DEINE AUFGABE: Wie geht der unten stehende Abschnitt über Fenestella nach seinem letzten Satz weiter? Schreib die Fortsetzung.

TEXTABSCHNITT:
· · · · · · ·

Eine größere Anzahl nicht in die Annalen gehöriger Bruchstücke des F. liegen bei Plinius vor, der ihn in den Quellenregistern zum 8. 9. 14. 15. 33. 35. Buche der Naturgeschichte als Gewährsmann nennt. R. Reitzenstein (Festschr. f. Vahlen 411ff.) hat den Nachweis geführt, daß es sich um ein umfassendes Werk über die Zunahme des Luxus (in Form einer Tafelunterhaltung?) handelt, das einerseits Plinius ausgiebig benützt hat (F. Münzer a. a. O. 343ff. nahm nur Heranziehung einzelner Lesefrüchte aus F. an) und auf das andererseits viele Angaben der aus Macr. Sat. III 13–17 bekannten rerum reconditarum libri des älteren Serenus Sammonicus (Wissowa Herm. XVI 502ff.) zurückgehen. Sollten auch Gell. II 20. VI 11. 12 (Reitzenstein a. a. O. 424) aus diesem Werke stammen, so könnte das nur mittelbar der Fall sein, da Gellius selbst den F. nicht gelesen hat (die einzige Erwähnung XV 28, 4 stammt aus Asconius, vgl. Kiessling-Schoell Ascon. p. XV).

Der Vollständigkeit halber seien auch die beiden Schwindelzitate aus Fenestella bei Fulgentius erwähnt, mythol. III 2 p. 62, 2 Helm Fenestella in archaicis (über Perdix-Perdiccas) und serm. antiqu. 59 p. 126, 4 H. sicut Fenestella ait ,penes quem vadatus amicitiae nodolo tenebatur‘.

· · · · · · ·

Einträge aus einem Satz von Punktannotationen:

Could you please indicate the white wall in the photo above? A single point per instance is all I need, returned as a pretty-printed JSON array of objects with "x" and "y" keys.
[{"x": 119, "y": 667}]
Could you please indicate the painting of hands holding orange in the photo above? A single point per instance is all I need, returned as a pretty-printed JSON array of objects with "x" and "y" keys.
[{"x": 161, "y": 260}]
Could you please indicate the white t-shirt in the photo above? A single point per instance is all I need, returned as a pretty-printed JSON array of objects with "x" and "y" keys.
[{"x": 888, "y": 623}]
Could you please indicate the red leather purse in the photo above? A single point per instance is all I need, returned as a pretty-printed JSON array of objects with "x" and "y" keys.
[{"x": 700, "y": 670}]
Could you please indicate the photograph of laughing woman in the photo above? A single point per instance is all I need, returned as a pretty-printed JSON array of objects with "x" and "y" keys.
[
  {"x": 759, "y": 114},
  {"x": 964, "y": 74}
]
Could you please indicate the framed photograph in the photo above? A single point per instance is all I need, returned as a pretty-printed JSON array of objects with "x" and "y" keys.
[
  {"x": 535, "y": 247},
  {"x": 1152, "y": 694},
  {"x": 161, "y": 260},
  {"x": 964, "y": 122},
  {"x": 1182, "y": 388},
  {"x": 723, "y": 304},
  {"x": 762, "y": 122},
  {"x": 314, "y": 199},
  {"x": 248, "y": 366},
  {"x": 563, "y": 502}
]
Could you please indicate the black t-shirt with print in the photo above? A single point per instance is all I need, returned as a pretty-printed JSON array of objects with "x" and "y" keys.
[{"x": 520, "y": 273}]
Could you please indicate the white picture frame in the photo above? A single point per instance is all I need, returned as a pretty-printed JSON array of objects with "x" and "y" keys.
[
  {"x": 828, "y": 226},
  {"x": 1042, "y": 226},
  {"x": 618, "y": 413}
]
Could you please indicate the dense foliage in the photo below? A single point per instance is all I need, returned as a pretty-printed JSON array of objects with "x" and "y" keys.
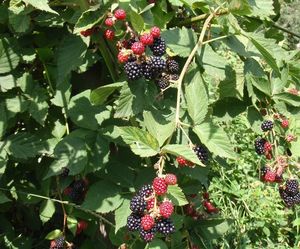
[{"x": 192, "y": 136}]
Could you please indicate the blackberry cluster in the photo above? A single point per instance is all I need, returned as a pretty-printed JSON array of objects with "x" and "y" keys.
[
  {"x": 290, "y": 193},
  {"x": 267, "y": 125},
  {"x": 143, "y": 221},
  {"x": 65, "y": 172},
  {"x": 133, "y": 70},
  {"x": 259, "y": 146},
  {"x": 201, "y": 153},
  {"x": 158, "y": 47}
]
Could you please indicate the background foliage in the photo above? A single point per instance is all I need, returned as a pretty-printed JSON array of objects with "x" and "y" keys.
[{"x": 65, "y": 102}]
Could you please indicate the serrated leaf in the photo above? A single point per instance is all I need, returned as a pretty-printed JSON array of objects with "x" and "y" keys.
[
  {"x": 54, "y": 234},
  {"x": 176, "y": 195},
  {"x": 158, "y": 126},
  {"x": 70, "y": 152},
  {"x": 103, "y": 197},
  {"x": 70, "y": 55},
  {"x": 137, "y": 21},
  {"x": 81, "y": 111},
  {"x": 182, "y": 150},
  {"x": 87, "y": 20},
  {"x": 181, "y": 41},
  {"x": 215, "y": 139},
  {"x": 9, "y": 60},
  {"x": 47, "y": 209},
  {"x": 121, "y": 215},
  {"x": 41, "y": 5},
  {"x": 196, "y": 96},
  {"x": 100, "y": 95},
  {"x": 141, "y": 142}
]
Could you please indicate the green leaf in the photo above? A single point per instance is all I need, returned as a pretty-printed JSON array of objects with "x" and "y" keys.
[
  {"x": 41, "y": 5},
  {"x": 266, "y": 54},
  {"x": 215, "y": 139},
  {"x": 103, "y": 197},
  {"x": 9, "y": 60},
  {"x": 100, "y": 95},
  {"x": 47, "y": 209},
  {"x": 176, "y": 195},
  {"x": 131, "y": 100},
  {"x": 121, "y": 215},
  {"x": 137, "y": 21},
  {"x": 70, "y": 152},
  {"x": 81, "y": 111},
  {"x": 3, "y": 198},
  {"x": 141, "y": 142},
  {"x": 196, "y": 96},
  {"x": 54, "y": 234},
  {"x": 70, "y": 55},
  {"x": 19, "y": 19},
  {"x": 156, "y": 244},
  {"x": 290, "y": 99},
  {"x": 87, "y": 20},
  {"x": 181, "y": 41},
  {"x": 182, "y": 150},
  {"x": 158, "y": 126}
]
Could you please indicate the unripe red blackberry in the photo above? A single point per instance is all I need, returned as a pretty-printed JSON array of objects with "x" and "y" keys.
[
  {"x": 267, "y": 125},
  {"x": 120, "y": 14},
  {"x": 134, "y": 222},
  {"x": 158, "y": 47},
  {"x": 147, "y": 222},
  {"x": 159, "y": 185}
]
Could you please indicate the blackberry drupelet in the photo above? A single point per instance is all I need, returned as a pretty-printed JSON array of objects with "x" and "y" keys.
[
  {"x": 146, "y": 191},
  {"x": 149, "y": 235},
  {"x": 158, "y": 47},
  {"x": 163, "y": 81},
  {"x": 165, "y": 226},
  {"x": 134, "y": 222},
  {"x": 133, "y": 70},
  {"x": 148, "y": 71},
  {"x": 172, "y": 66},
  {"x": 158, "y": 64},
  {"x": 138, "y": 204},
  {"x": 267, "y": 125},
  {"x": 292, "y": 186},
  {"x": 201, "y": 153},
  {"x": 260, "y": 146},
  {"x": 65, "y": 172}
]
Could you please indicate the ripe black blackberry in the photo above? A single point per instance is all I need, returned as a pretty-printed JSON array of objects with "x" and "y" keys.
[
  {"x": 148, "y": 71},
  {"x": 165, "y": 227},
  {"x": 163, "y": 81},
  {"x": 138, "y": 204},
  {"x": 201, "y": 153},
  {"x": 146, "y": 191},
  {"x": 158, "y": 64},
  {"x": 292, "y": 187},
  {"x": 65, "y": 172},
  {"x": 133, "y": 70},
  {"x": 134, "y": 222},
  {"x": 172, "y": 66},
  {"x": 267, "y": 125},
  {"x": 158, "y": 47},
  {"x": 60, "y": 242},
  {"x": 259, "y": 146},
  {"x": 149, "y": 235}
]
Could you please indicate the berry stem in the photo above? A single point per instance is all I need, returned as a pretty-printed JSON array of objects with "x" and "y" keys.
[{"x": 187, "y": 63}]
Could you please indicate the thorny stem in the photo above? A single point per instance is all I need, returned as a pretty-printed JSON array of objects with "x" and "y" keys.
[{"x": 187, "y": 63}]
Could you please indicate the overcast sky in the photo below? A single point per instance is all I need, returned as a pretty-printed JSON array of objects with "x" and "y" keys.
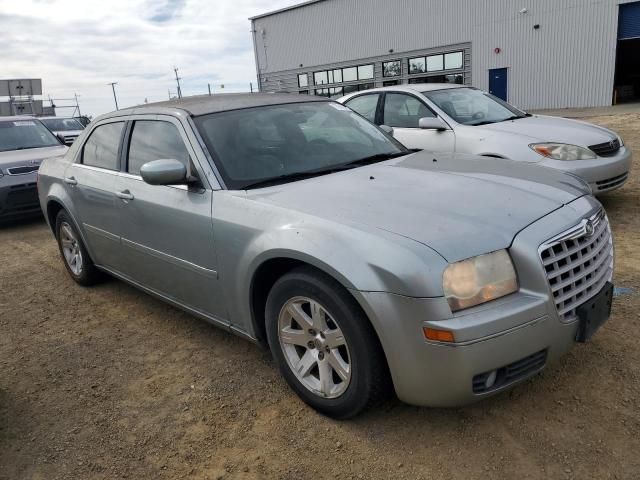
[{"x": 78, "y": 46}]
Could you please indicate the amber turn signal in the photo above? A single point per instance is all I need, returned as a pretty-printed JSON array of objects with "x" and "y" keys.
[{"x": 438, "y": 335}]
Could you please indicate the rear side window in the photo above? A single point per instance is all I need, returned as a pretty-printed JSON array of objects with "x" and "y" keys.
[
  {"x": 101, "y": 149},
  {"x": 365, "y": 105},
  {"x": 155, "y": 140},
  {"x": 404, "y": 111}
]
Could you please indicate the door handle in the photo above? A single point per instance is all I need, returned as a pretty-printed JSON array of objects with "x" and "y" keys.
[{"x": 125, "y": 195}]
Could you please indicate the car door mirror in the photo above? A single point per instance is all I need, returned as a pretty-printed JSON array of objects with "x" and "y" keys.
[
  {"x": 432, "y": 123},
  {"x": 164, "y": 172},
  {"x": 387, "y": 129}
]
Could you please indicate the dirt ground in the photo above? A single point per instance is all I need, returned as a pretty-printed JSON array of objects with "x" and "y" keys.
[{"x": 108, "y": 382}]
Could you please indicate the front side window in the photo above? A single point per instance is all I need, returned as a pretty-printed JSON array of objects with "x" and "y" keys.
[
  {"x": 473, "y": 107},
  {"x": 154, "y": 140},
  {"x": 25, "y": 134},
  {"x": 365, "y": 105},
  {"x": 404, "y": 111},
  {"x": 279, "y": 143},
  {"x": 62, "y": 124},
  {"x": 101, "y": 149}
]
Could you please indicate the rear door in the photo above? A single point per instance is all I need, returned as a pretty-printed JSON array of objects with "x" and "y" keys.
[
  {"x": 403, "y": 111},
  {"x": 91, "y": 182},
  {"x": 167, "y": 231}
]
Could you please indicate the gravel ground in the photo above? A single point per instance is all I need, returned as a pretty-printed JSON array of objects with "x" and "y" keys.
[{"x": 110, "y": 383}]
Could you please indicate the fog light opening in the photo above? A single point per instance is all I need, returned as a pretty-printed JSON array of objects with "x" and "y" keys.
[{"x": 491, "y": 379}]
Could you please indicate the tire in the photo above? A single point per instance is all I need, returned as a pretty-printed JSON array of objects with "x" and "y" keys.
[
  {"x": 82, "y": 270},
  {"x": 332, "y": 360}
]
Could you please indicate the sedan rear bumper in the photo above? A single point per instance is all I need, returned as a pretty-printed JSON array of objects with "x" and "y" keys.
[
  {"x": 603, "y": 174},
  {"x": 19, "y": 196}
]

· · · · · · ·

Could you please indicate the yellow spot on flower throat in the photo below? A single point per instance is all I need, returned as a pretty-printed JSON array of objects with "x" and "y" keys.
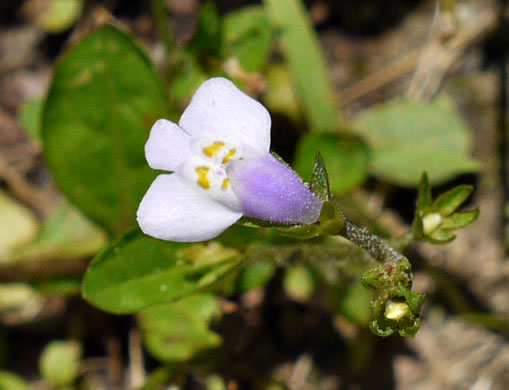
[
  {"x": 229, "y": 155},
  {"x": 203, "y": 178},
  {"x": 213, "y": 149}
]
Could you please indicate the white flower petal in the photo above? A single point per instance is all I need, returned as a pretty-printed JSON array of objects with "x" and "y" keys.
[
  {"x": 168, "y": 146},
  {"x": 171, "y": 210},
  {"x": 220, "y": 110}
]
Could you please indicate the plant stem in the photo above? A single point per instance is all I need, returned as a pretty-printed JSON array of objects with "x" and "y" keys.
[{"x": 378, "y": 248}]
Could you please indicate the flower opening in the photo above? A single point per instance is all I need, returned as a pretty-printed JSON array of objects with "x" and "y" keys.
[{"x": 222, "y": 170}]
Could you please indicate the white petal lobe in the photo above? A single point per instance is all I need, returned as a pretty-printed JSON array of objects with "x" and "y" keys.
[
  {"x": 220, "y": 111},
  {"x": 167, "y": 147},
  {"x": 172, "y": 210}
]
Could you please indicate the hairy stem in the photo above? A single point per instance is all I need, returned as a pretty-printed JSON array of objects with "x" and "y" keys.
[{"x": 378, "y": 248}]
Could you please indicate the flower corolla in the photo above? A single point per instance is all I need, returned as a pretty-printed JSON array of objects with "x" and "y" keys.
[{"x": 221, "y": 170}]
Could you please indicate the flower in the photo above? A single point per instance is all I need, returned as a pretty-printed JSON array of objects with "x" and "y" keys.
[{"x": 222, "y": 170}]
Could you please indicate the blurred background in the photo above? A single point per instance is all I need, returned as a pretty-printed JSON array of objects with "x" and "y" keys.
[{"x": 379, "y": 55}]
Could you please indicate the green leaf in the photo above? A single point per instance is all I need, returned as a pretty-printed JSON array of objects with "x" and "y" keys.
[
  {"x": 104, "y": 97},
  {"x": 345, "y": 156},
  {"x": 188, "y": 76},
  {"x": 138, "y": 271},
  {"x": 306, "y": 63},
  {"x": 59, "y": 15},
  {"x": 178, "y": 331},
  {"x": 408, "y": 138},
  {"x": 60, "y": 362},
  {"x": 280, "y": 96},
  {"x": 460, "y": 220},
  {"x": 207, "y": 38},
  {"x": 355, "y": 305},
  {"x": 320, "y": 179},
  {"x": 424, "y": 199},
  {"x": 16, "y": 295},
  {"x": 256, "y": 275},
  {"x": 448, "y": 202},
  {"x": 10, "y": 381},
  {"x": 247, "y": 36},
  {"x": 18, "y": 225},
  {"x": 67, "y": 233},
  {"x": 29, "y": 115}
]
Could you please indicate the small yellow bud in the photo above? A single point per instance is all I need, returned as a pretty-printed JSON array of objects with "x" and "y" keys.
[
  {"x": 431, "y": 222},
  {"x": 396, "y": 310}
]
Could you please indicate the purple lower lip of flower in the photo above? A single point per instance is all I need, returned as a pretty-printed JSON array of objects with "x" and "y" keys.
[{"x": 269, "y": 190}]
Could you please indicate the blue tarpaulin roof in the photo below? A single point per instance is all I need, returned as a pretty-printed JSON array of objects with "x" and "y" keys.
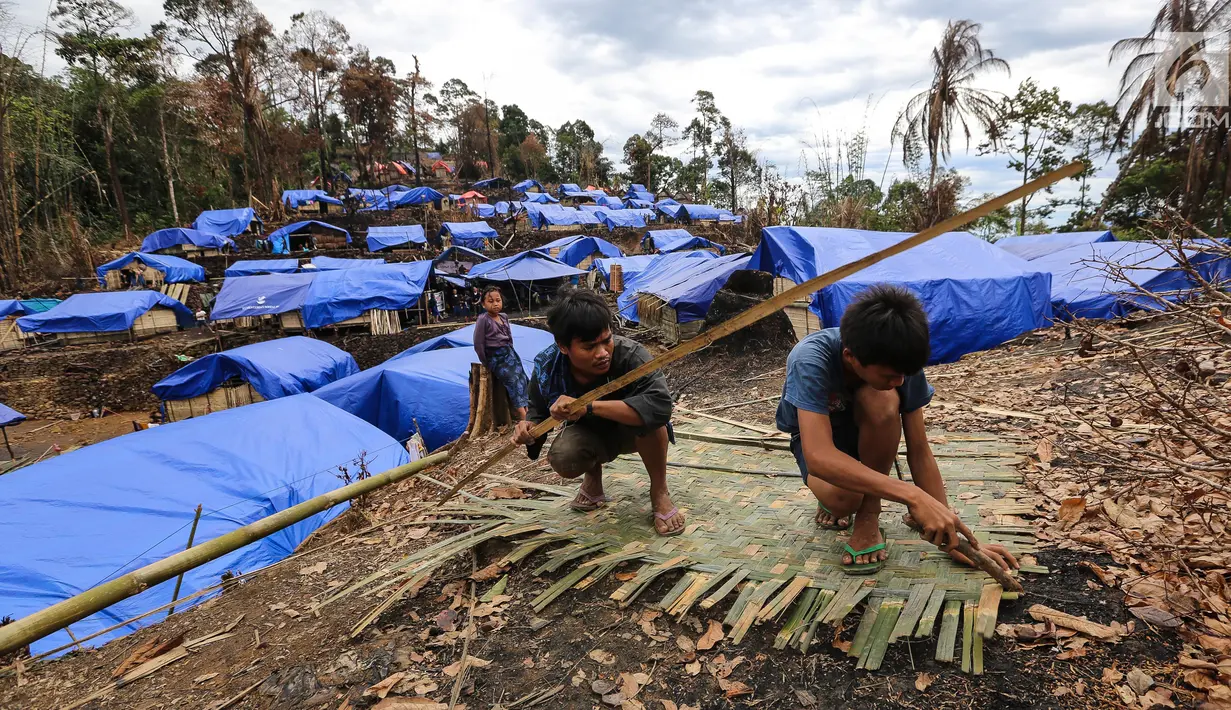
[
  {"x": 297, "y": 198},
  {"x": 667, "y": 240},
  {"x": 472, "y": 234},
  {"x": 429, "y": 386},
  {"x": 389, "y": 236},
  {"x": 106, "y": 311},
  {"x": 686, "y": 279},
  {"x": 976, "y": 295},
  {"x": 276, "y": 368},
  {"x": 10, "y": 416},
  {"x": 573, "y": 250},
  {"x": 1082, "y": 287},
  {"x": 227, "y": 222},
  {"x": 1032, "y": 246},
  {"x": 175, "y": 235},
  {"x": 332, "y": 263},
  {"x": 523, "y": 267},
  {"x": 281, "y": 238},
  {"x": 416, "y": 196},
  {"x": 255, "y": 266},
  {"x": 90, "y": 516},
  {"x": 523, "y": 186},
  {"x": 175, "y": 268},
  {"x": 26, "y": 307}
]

· · · · · · ·

ERWARTETE ANTWORT:
Fragmente bei H. Peter Historic. Roman. fragm. (1883) 272–278; Histor. Roman. relliqu. II 79–87; vgl. L. Mercklin De Fenestella historico et poeta, Dorpat 1844; Philol. III (1848) 151f. J. Poeth De Fenestella historiarum scriptore et carminum, Bonnae 1849. H. Peter Histor. Rom. relliqu. II p. CIX–CXIII.

Die kleine Schrift des Florentiner Domherrn und apostolischen Sekretars Andrea Fiocchi († 1452) de Romanorum magistratibus ist ohne Schuld des Verfassers, der durchaus keine Täuschung beabsichtigt und ohne Arg auch die episcopi und archiepiscopi der katholischen Kirche zu Vergleichen heranzieht, in einem Teile der Hss. und Drucke mit dem Autornamen Lucii Fenestellae versehen worden; vgl. Voigt Wiederbeleb. d. klass. Altert. II2 39. P. de Nolhac La bibliothèque de Fulvio Orsini (Paris 1887) 210. R. Sabbadini Le scoperte dei codici latini e greci (Firenze 1905) 177.